(Fragmento para leer):
□ □ □ □ □ □ □

Construyó un monstruo antológico, de morfología fálica, cuya imponente presencia constituía una seria amenaza pero también un fuerte contraste sexual para Ripley, tercera oficial del carguero Nostromo, y protagonista de la historia. Sobre este personaje gravita otro de los grandes aciertos de la película: dado que en el guión era un ser asexuado y ambivalente, la productora estimó conveniente transformarla en mujer. Se cerraban las puertas a una intervención de Paul Newman en el rodaje, al tiempo que, de esta forma tan hábil, se imprimía al misógino género de la ciencia ficción su mayor y más efectivo golpe de efecto en años.
Para el más importante papel de la función se pensó en una primeriza, Sigourney Weaver, cuya apariencia de mujer independiente y autosuficiente encajaba a la perfección en la imagen deseada para Ripley. Estaría acompañada y secundada por buenos y semidesconocidos actores (requisitos que impuso Scott para dar el visto bueno a las labores de los encargados de casting), caso de John Skerritt (Dallas, primer oficial de la nave Nostromo), John Hurt (Kane, el segundo de a bordo), Veronica Cartwright (Lambert, el piloto), Yaphed Otto (Parker, oficial mecánico), Harry Dean Stanton (Brett, ayudante de mecánico) e Ian Holm (Ash, oficial científico). Algunos de ellos son hoy intérpretes consagrados y reconocibles para el gran público.

□ □ □ □ □ □ □

(Filas proporcionadas):

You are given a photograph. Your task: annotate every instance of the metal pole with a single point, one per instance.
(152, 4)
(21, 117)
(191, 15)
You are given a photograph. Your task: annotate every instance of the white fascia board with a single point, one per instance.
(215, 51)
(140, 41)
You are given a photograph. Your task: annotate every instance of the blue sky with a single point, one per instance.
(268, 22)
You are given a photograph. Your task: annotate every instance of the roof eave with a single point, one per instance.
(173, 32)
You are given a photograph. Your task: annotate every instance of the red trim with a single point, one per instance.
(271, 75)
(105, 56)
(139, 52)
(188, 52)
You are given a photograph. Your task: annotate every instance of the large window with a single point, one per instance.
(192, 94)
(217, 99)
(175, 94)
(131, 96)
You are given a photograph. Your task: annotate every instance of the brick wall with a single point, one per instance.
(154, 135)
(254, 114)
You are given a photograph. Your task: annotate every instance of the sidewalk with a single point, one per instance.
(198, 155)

□ □ □ □ □ □ □

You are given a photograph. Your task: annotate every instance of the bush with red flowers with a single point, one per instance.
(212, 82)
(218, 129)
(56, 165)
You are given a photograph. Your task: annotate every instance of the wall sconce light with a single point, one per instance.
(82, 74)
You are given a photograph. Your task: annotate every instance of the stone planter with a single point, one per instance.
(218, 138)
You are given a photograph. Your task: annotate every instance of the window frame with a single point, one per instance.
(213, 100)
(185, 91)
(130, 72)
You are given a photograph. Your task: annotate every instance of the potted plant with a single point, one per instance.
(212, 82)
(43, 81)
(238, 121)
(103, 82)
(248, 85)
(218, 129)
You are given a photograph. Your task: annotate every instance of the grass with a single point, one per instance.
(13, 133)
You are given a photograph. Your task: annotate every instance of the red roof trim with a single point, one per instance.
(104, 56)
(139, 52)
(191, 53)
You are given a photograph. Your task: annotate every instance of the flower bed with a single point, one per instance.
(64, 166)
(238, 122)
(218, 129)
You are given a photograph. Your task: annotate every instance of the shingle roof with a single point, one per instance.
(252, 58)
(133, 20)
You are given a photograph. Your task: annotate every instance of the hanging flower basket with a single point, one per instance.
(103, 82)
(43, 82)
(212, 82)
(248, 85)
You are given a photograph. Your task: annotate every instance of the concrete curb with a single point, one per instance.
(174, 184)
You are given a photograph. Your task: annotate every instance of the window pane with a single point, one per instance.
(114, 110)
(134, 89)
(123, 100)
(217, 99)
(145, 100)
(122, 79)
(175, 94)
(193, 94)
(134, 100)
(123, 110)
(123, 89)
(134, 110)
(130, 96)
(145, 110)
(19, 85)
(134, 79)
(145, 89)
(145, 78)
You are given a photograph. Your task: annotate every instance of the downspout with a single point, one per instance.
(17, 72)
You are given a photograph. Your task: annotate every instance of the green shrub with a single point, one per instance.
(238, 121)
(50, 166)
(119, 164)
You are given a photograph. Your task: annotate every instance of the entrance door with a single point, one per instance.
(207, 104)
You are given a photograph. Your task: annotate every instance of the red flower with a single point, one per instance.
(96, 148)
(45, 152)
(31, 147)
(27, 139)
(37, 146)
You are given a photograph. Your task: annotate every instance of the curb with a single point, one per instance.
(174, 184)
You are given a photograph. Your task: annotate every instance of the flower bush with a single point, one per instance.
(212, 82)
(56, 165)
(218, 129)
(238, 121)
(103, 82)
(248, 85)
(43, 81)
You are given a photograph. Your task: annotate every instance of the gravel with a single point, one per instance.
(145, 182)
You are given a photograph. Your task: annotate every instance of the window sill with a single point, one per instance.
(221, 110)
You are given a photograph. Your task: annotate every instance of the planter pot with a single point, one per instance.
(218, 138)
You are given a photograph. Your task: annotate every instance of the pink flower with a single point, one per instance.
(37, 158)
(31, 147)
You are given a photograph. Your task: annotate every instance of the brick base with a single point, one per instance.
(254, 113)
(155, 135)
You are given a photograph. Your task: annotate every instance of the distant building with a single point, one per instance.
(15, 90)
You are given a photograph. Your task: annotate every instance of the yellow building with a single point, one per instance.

□ □ □ □ □ □ □

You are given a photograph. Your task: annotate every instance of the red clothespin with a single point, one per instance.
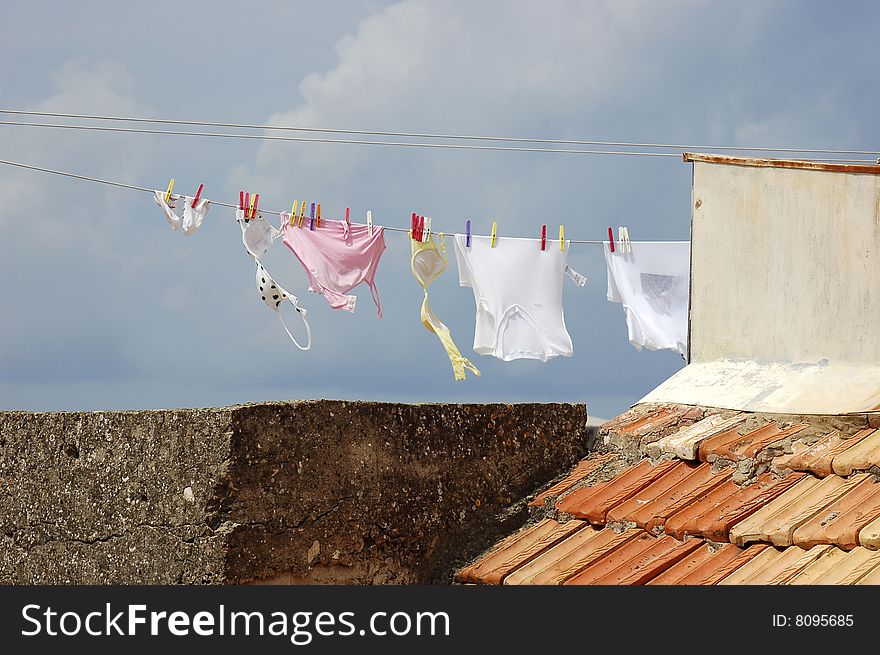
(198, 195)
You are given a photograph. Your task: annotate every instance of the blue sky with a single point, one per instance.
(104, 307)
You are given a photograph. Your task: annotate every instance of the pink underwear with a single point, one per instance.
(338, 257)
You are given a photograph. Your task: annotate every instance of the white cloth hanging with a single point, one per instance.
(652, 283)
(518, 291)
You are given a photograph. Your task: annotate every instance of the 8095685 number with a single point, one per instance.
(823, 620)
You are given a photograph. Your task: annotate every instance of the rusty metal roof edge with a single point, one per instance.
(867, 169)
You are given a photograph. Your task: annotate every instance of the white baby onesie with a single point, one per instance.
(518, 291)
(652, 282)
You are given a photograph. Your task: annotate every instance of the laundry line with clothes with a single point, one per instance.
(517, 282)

□ □ □ □ □ □ □

(Tareas):
1/ En el fragmento sobre la película del carguero Nostromo, ¿qué cargo ocupa Ripley a bordo?
2/ Retoma el fragmento sobre la película del carguero Nostromo y continúa el texto a partir de su última frase.

(Respuestas por tarea):
1/ Ripley es la tercera oficial del carguero Nostromo.

2/
La mención a todos los personajes que componen “Alien, el octavo pasajero” es algo más que un mero capricho, ya que ésta es, principalmente, una película de personajes. Ante la necesidad de explicar hechos insólitos al espectador, y de introducir al monstruo, la carga narrativa de “Alien, el octavo pasajero” se convierte en una de sus grandes bazas y en la más meridiana diferencia respecto de todas las secuelas que se perpetrarán en el futuro. Hay un hecho que siempre me ha parecido notable en la historia: ninguno de los integrantes del Nostromo es militar o tiene entrenamiento con armas, como pasará en títulos venideros de la saga. Son todos miembros de una corta tripulación comercial, con unas competencias muy marcadas y perfectamente plausibles, lo que hace aún más trágico el destino que les espera y que fuerzas exógenas (es decir, ajenas a ellos) les han deparado. Si se permite el símil, dan la impresión de ser cobayas de un implacable experimento.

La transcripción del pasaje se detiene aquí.